• Text provided:
[START]

Talapas Essentials: The Structure of Talapas

RACS

The Talapas (from Chinook for coyote) cluster is managed by Research Advanced Computing Services or RACS. RACS administers the hardware, software, PIRGS, and other key services for Talapas. Troubleshooting Talapas? Need to request software for your team? The best way to reach RACS is through their customer portal.

RACS Resources:

A University Supercomputer

Talapas enables programming tasks that could not be computed without more CPU cores, GPU cores, or memory than are available on consumer hardware. It also accelerates research at UO by offloading repetitive, highly parallel computational jobs from researchers’ devices, allowing scientists to focus on more important tasks.

Talapas is a heterogenous cluster consisting of hundreds of individual computers called nodes. It is made up of login nodes, compute nodes, and private “condo” nodes. These nodes are much more powerful than a personal computer! Each compute node can have up to 128 CPU cores. Some specialized nodes for large memory jobs have up to 4TB of RAM.

talapas-hierarchy

Talapas is a living, growing computational ecosystem. New software is added upon request, CPU and GPU hardware is periodically upgraded, and new computing nodes are added as research groups buy special nodes for their needs.

Getting to Talapas: Login Nodes

The four login nodes are shared by hundreds of Talapas users simultaneously. The login nodes share the same filesystem, but having multiple login nodes adds redundancy and fewer points of failure to the Talapas ecosystem. They are intended for loading data, transferring large datasets from the internet or the cloud to the Talapas filesystem, preparing software environments, and connecting to IDEs.Unlike other nodes in the cluster, login nodes are open to connections from the broader internet.

[END]

• Exercise task: Copy the passage of the Talapas page from "Talapas enables programming" up to and including "4TB of RAM.". The items that follow are drawn from a separate source, not from the page on the Talapas cluster.

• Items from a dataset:
[START]

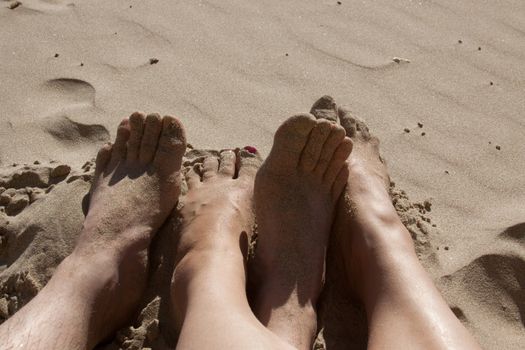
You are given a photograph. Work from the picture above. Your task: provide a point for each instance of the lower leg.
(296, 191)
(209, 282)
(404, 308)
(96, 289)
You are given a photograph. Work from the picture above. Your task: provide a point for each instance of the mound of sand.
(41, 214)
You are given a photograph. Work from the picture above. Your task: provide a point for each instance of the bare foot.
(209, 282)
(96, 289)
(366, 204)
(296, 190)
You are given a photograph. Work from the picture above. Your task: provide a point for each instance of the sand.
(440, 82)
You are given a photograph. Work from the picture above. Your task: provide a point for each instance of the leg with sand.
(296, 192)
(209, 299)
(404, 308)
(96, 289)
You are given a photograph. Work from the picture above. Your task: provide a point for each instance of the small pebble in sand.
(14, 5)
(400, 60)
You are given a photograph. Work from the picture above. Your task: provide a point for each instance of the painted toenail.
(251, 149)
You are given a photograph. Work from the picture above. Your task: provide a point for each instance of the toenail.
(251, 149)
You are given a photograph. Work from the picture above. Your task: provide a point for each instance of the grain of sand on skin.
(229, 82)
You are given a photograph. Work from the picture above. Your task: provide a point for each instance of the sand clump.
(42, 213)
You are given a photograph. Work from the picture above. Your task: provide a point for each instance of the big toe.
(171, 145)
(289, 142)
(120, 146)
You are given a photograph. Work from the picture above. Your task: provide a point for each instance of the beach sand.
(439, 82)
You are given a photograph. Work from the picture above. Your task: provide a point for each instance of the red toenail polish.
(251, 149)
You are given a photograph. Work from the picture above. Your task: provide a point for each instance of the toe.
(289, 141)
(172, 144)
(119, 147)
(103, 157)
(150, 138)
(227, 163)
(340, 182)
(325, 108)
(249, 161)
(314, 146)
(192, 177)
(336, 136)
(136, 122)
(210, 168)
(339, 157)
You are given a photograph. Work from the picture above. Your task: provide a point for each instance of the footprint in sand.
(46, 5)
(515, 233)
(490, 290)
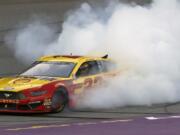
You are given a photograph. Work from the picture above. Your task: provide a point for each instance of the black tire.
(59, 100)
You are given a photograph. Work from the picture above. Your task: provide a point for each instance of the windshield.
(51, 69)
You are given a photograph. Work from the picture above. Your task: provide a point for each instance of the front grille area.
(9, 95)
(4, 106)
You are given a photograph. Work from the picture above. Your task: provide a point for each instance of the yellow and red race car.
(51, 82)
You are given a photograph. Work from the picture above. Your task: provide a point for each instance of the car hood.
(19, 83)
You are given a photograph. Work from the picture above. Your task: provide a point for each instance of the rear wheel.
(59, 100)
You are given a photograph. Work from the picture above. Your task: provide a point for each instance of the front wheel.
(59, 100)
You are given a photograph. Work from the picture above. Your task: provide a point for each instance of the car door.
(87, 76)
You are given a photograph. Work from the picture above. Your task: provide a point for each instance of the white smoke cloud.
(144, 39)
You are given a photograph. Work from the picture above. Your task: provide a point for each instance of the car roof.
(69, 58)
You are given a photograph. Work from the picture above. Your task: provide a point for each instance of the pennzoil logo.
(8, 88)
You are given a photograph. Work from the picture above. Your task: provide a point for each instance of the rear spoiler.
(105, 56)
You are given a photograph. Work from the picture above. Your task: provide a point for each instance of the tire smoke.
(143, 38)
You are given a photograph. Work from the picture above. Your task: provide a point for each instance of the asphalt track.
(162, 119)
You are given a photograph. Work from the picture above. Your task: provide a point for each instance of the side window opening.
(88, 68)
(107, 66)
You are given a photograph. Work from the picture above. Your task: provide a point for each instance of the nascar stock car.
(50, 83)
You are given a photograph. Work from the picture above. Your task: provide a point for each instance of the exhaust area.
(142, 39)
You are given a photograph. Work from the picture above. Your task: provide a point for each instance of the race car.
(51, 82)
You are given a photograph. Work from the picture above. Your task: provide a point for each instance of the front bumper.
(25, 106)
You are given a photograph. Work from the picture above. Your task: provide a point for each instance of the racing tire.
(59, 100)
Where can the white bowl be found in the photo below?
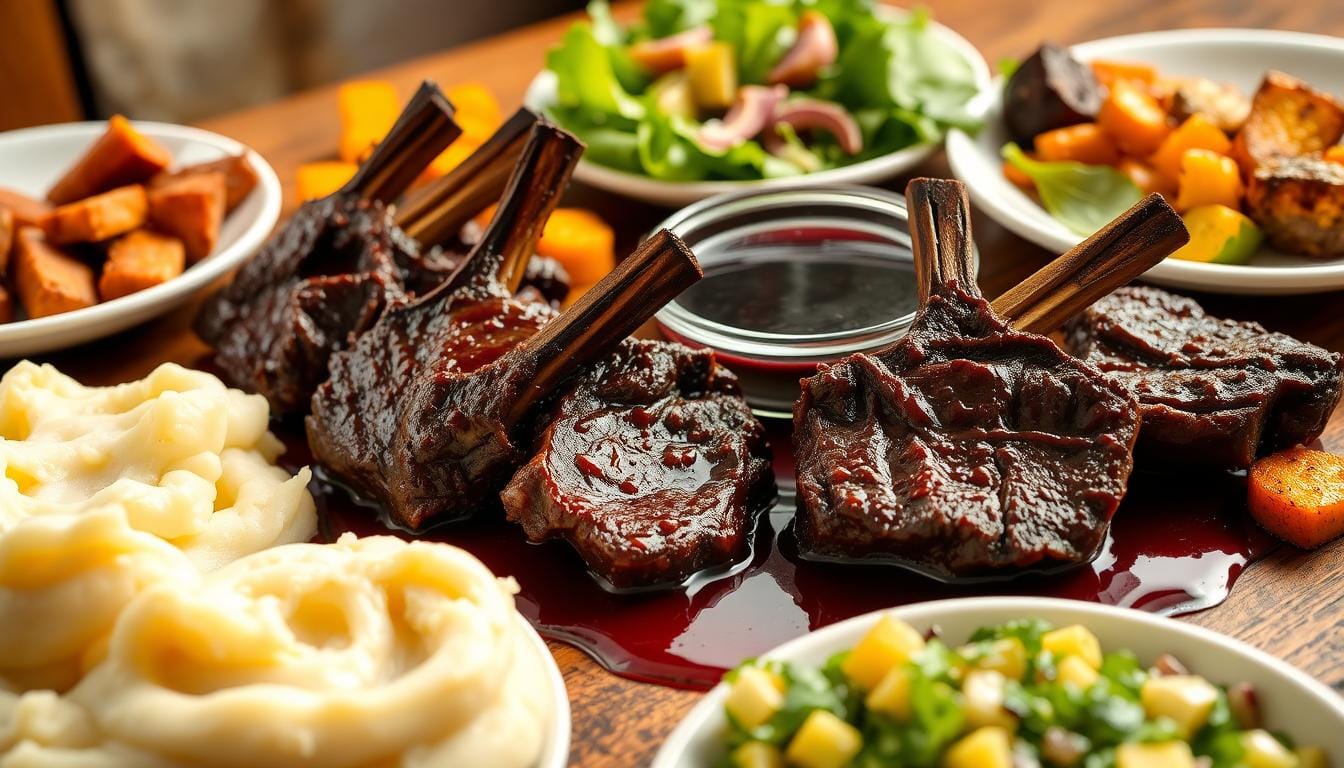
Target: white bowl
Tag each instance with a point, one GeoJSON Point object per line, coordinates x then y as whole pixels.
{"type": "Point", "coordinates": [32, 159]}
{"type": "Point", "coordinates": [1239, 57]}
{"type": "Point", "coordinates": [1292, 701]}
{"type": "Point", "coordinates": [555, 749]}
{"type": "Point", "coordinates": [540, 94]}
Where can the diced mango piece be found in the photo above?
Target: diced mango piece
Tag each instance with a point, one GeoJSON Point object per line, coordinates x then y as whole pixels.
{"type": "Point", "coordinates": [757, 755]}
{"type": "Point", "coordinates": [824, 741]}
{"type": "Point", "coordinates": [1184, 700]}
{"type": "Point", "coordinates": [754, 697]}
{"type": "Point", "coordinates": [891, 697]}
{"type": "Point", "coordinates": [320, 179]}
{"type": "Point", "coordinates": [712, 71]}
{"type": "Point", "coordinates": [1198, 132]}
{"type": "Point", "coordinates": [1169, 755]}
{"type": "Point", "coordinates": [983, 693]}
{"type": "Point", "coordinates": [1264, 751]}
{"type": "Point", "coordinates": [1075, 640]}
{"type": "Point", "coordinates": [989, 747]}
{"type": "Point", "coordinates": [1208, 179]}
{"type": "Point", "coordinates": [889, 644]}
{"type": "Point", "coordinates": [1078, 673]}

[END]
[START]

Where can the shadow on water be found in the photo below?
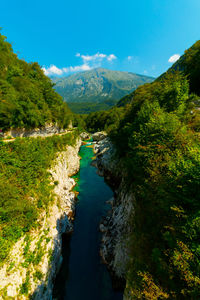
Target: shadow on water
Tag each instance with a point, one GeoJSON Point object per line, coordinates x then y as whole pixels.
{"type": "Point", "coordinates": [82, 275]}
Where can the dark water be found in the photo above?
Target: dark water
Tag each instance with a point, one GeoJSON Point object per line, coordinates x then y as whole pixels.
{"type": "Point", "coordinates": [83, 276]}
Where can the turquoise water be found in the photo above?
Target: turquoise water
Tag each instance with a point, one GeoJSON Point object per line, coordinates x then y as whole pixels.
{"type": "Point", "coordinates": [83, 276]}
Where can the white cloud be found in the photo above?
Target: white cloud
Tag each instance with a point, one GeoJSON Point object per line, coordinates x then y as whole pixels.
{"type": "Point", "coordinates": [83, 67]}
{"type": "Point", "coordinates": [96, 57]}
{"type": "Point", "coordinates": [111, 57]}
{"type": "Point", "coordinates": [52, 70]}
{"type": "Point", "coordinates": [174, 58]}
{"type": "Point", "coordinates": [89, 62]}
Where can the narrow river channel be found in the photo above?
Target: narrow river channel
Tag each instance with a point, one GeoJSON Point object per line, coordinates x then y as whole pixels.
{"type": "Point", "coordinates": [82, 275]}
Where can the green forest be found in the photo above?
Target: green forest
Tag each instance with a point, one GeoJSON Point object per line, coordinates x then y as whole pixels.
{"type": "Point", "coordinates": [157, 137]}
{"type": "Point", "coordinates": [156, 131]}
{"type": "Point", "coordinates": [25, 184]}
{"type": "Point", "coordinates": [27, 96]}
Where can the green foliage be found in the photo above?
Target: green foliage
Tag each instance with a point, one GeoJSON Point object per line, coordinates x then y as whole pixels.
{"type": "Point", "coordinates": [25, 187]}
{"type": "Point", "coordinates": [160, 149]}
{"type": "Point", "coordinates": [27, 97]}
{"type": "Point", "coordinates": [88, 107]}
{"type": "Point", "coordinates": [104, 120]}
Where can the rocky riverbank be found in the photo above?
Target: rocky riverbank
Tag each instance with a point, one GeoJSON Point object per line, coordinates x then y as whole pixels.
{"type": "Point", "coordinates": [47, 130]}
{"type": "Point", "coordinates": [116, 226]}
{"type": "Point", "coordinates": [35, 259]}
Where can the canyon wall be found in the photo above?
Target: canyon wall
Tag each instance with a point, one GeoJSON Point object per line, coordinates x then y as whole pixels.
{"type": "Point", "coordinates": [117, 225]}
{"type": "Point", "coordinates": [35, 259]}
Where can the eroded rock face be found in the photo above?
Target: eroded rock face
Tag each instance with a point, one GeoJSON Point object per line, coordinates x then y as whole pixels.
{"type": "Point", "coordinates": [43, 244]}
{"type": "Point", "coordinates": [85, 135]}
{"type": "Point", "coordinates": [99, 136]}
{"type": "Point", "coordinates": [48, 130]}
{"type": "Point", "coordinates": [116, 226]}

[END]
[START]

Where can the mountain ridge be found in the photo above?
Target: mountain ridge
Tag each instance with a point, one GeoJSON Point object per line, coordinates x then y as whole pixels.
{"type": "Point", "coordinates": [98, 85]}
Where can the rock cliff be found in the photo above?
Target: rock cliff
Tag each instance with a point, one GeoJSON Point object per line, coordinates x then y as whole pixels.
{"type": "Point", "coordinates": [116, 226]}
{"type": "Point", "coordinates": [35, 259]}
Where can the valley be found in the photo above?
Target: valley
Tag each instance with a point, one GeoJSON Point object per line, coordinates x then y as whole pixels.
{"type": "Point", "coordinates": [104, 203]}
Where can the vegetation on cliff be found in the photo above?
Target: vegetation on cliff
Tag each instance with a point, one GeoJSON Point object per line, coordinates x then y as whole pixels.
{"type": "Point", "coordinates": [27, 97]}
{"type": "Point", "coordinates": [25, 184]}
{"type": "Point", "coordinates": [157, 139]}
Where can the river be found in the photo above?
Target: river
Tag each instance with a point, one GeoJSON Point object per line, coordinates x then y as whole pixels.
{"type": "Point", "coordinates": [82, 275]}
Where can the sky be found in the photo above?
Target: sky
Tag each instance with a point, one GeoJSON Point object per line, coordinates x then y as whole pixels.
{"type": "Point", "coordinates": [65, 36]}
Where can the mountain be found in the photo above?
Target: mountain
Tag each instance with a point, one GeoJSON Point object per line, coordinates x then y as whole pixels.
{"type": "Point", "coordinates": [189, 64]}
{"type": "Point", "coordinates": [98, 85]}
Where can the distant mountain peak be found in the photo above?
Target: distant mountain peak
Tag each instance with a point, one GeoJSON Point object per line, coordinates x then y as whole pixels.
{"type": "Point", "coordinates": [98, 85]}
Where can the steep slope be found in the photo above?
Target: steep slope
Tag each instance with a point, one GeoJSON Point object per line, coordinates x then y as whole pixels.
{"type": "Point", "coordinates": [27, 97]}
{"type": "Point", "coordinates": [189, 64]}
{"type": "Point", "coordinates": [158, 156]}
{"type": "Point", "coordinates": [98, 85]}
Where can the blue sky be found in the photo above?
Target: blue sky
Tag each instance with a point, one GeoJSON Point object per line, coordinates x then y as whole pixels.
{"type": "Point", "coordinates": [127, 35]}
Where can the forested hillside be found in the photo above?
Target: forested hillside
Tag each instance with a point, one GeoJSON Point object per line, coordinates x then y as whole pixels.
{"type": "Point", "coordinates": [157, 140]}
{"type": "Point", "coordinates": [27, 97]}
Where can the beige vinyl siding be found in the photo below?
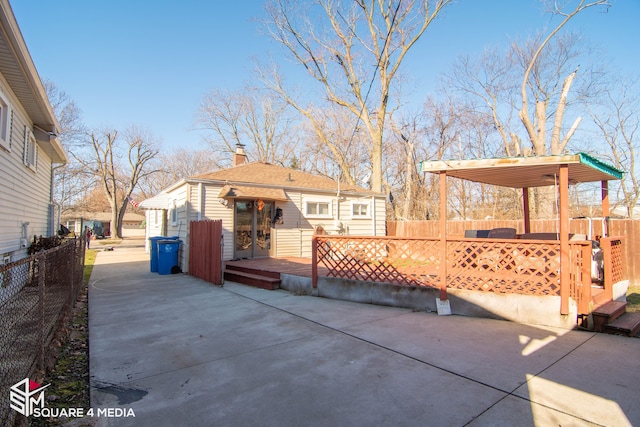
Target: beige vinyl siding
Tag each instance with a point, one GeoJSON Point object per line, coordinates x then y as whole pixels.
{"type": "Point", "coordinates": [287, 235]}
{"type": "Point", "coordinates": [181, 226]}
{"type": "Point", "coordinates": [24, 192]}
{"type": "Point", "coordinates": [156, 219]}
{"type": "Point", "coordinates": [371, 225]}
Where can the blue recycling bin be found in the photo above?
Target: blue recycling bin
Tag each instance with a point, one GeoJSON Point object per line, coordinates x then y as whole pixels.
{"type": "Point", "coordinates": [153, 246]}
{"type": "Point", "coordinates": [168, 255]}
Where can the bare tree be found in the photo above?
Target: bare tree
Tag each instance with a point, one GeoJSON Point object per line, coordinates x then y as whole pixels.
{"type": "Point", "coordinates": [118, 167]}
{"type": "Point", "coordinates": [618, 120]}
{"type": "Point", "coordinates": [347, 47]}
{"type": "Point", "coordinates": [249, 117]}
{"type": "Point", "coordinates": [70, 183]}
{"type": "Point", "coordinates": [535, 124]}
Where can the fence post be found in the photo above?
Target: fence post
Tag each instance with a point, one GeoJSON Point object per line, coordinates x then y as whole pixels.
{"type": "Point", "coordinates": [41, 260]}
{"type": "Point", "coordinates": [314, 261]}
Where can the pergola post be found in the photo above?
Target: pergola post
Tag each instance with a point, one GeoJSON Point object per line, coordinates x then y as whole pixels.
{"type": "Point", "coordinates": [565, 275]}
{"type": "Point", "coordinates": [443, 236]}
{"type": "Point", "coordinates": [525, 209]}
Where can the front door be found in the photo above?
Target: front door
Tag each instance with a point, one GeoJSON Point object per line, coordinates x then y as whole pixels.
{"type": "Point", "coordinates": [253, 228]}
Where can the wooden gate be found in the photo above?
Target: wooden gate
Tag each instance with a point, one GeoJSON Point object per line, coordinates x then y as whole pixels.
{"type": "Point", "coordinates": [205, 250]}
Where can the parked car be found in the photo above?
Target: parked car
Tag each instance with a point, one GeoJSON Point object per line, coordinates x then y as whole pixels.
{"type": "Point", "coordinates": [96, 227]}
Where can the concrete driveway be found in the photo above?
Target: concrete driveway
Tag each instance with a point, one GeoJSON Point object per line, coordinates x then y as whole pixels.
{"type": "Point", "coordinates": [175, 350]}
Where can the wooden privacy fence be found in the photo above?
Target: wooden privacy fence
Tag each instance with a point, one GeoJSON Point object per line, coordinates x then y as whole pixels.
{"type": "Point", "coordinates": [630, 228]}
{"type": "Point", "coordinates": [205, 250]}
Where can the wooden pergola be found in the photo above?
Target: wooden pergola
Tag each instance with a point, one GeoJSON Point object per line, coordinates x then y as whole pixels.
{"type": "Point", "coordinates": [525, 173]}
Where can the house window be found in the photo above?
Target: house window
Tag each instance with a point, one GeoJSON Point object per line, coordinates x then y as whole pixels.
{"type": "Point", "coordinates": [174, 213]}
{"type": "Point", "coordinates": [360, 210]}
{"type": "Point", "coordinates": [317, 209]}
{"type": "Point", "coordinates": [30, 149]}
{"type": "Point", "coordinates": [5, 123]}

[END]

• Response for this exercise:
Talapas enables programming tasks that could not be computed without more CPU cores, GPU cores, or memory than are available on consumer hardware. It also accelerates research at UO by offloading repetitive, highly parallel computational jobs from researchers’ devices, allowing scientists to focus on more important tasks.

Talapas is a heterogenous cluster consisting of hundreds of individual computers called nodes. It is made up of login nodes, compute nodes, and private “condo” nodes. These nodes are much more powerful than a personal computer! Each compute node can have up to 128 CPU cores. Some specialized nodes for large memory jobs have up to 4TB of RAM.